# Your instructions
The answer should consist of each line from the data below that includes "hair".

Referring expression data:
BEGIN
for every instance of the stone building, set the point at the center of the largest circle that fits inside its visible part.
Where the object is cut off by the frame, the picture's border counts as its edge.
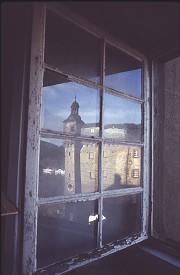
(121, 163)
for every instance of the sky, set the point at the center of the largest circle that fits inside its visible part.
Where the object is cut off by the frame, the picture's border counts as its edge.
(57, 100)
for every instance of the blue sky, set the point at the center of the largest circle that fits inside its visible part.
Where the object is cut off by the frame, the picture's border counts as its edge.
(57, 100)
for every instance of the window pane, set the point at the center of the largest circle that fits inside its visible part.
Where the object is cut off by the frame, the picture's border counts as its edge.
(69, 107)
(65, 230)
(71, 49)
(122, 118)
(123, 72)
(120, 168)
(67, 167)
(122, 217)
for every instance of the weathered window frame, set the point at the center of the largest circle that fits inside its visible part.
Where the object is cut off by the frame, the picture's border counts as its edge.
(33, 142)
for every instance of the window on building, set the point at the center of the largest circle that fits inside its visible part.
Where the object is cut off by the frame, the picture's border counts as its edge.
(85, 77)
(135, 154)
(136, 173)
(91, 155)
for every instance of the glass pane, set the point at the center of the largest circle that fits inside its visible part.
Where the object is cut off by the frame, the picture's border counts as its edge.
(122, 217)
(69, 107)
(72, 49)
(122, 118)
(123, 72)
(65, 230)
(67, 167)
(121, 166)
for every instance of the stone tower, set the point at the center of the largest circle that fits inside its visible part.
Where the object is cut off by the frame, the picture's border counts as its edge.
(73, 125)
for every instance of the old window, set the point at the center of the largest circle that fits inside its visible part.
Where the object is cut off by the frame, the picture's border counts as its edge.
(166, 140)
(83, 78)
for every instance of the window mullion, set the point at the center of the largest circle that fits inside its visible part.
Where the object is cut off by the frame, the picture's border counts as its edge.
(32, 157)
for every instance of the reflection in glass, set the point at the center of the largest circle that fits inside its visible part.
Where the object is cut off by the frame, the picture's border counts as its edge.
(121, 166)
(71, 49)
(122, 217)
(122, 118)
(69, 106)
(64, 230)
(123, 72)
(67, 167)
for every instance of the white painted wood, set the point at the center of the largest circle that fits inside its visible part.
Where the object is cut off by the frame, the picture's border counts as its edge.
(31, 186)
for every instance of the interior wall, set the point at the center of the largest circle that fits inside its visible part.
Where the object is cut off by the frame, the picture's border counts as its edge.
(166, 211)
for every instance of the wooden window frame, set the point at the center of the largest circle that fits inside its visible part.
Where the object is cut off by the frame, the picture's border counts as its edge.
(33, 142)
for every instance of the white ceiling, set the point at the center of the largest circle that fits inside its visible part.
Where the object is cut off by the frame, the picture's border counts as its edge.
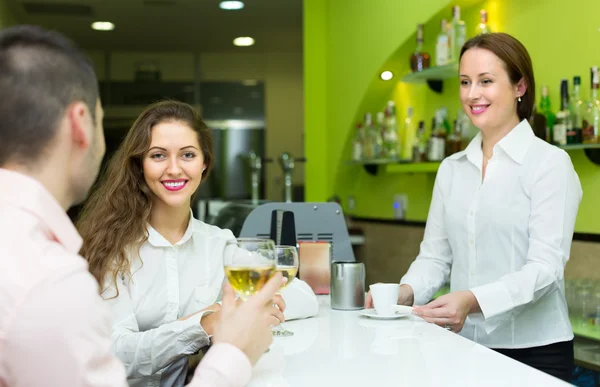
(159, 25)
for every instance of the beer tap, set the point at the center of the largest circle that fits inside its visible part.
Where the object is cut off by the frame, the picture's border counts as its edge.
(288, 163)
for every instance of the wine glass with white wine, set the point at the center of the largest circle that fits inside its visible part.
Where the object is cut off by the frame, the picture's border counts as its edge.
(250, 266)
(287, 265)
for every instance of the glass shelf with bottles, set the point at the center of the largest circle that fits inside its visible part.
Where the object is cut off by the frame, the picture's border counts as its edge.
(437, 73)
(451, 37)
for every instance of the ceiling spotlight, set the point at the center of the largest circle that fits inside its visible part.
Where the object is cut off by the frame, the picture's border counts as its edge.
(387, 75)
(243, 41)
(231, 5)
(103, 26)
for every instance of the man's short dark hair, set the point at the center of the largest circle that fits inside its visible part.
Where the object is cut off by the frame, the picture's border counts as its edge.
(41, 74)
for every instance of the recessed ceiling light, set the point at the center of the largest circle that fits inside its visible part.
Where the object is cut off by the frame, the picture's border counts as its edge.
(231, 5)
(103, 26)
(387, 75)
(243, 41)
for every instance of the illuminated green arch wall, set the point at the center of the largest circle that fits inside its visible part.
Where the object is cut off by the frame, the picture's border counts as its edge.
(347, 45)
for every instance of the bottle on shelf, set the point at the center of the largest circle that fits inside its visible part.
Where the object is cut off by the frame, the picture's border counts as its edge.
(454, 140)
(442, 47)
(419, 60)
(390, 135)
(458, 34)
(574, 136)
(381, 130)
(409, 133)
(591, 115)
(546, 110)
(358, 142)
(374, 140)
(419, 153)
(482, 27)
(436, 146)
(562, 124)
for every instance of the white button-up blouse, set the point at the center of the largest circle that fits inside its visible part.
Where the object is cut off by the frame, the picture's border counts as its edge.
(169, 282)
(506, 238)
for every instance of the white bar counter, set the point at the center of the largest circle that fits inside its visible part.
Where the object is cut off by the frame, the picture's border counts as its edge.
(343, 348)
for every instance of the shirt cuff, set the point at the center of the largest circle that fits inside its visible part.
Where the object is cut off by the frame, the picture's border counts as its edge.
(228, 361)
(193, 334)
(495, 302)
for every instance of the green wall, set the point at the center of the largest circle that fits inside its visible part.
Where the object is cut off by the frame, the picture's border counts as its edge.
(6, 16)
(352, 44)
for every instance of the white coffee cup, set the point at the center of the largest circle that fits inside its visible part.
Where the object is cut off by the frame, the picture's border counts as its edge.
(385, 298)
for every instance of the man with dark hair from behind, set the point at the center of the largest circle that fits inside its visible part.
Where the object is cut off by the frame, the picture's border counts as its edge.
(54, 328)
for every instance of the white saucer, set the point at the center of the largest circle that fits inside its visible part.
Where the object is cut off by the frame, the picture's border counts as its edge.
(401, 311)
END
# Task result
for every instance of the man's short dark hair, set the point at the center of the largest circle that fits inside its visible part.
for every instance of the man with dark hair from behind, set the point at the center of the largest circle that fits inside its visible part.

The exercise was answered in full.